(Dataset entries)

*** Block opens ***

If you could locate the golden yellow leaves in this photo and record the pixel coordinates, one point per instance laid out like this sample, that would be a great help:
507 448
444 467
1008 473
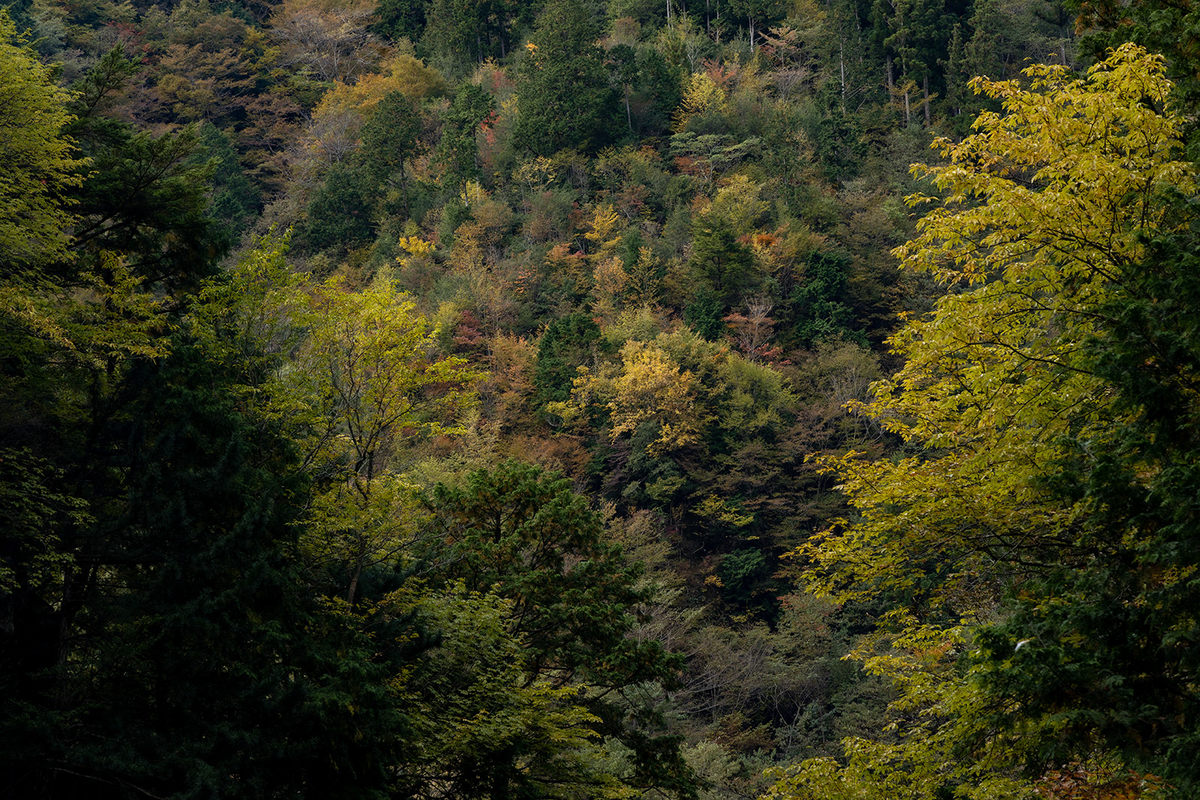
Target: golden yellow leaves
1043 206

*** Block closes ***

● THE PROBLEM
Please repeat the records above exactly, leaving every picture out.

● RESPONSE BELOW
If you could locate the golden yellow leaves in this photo and record the pixel coordinates, one point per instance laid out like this sample, that would be a great help:
507 448
444 467
1008 473
Target: golden yellow leaves
1043 206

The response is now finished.